▸ **WRITTEN REQUEST 1**
Answer these questions about the passage on Drift:
(a) Which operating system does Drift run on?
(b) When did ROS1 Noetic reach end of life?
(c) What does Drift send to the API?

▸ **SELECTED PASSAGE**

>> Begin

Not yet. Drift today generates simulation workspaces, including URDFs, controllers, launch files, and Gazebo, MuJoCo, and Isaac Sim worlds. The generated ROS2 packages can be ported to real hardware manually, but a first-class sim-to-real deployment flow is on the roadmap, not in the current beta.
Yes. Drift accepts existing URDF and SDF files referenced in your prompt (for example, "use my robot.urdf and add a stereo camera") and extends them in place. Drift performs best when existing files follow standard ROS2 conventions; highly customized or non-standard structures may need manual adjustment.
Yes. Drift configures standard Gazebo Harmonic plugins automatically, including cameras, LiDAR, IMUs, depth sensors, and force/torque sensors. For third-party or custom .so plugins, mention them by name in your prompt and Drift will add the plugin block to the SDF; you may still need to verify build paths and plugin parameters manually.
No. Drift is ROS2-only. ROS1 support is not on the roadmap, since the ROS ecosystem itself is migrating off ROS1 (Noetic reached end of life in May 2025).
Drift runs locally on your machine. Your workspace, URDF and SDF files, mesh assets, and ROS code never leave your environment. Only the text of your prompts and the diffs Drift proposes are sent to our API. This makes Drift safe to use on internal robot designs and IP-sensitive workspaces. An air-gapped or offline mode is not available in the current beta.
Drift runs on Ubuntu. macOS and Windows are not officially supported today; engineers on those platforms typically run Drift inside an Ubuntu VM, a container, or a remote dev box.

>> End

▸ **WRITTEN REQUEST 2**
In the records, copy out everything from the line containing "Annotation guideline: for every instance of the person" down through the last line of the records, with both ends included.

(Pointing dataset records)
>> Begin

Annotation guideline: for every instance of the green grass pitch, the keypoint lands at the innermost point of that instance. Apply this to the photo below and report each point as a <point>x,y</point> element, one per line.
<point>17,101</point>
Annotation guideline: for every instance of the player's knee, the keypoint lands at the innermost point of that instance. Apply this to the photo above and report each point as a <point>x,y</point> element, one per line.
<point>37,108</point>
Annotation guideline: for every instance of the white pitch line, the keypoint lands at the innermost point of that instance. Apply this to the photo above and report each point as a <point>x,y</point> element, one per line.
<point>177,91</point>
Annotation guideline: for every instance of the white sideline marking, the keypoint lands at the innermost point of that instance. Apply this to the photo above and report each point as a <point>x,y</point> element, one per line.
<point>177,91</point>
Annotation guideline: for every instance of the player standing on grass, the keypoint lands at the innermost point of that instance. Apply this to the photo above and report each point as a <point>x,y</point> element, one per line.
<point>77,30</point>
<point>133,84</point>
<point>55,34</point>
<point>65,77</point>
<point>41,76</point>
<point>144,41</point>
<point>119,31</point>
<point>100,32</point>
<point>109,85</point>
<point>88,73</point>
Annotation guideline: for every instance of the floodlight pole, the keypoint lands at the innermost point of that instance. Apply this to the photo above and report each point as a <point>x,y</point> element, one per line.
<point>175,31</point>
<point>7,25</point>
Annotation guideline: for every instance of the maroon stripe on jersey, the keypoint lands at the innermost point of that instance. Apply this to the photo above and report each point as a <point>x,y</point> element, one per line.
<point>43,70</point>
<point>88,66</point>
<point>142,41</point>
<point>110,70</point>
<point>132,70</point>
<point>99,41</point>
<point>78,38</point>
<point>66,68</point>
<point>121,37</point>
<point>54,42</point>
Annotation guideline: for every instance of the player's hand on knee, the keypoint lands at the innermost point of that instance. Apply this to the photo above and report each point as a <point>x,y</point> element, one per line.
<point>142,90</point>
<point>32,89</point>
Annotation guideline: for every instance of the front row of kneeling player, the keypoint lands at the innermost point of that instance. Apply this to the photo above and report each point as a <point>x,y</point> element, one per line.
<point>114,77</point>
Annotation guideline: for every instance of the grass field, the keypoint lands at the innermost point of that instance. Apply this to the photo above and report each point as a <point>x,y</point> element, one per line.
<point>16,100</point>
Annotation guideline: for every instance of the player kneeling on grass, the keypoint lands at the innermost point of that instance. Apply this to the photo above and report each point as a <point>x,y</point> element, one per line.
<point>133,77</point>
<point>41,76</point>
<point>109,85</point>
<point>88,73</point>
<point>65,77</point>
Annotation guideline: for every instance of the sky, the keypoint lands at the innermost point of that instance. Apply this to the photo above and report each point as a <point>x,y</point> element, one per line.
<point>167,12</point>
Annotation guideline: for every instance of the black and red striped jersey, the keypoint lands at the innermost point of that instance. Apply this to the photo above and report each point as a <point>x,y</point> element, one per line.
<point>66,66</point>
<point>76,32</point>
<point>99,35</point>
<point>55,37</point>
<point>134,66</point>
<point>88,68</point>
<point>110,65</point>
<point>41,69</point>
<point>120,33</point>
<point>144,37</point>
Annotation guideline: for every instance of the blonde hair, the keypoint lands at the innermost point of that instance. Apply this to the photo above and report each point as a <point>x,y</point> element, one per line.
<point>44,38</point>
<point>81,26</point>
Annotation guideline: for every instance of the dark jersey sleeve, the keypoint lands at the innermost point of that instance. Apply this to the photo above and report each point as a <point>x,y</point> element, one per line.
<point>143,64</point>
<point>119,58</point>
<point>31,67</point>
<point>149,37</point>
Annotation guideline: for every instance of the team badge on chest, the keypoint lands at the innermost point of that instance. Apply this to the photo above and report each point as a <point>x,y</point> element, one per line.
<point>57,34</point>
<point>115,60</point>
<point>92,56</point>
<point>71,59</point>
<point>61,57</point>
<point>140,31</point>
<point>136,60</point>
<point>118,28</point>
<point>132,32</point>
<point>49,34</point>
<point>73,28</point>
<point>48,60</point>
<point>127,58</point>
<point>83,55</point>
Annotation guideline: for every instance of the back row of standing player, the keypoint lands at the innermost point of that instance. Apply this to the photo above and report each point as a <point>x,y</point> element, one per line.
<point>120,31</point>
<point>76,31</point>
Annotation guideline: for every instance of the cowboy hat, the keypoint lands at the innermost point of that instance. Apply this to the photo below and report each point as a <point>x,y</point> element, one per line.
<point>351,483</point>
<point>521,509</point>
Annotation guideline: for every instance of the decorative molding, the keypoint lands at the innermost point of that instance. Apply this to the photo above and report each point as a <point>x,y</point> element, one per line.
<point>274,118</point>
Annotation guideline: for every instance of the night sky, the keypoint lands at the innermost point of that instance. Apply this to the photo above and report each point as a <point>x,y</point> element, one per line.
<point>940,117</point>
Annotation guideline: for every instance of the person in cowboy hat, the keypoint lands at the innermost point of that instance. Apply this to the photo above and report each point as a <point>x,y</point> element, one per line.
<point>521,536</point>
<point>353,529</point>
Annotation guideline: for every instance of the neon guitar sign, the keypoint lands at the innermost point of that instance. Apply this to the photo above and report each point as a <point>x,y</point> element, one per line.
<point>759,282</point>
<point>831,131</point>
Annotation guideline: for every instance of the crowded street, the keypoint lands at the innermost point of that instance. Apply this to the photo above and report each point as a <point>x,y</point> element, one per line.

>> End

▸ **EXERCISE SOLUTION 1**
(a) Ubuntu.
(b) May 2025.
(c) The text of your prompts and the diffs Drift proposes.

▸ **EXERCISE SOLUTION 2**
Annotation guideline: for every instance of the person in cowboy hat, the keypoint lands at the innermost point of that instance. Apply this to the photo above and report each point as a <point>x,y</point> element, one per line.
<point>521,536</point>
<point>353,529</point>
Annotation guideline: for every instance of the neon guitar sign, the keypoint lands at the innermost point of that instance. Apply this to the photo above and report each point as a <point>x,y</point> element, one per line.
<point>759,282</point>
<point>831,131</point>
Annotation guideline: for every instance of the crowded street, the keypoint lands at the innermost point of that instance. Apply this to the photo above and report each point as a <point>x,y</point> element, one per line.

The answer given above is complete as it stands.